**Requirements:** Please copy the rows below word for word, leaving the pictures out of your answer.

**Object location entries for images:**

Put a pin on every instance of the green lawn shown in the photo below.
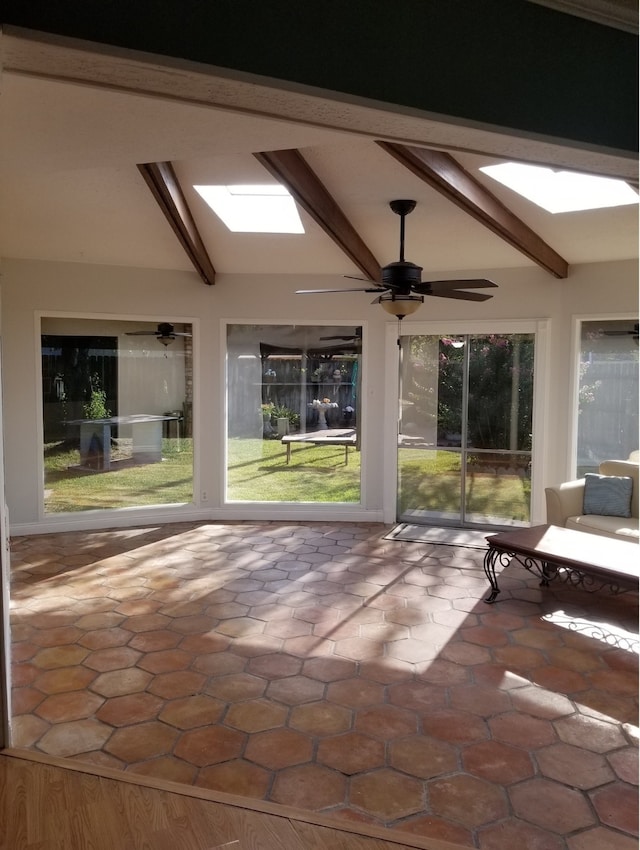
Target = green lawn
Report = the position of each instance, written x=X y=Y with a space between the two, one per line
x=258 y=472
x=125 y=485
x=430 y=482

**Output for this exercise:**
Put a pin on every instance of the green lawn shown in the photo below.
Target = green lawn
Report = the position of each instance, written x=X y=Y with a space between the two, one per line
x=258 y=472
x=125 y=485
x=430 y=482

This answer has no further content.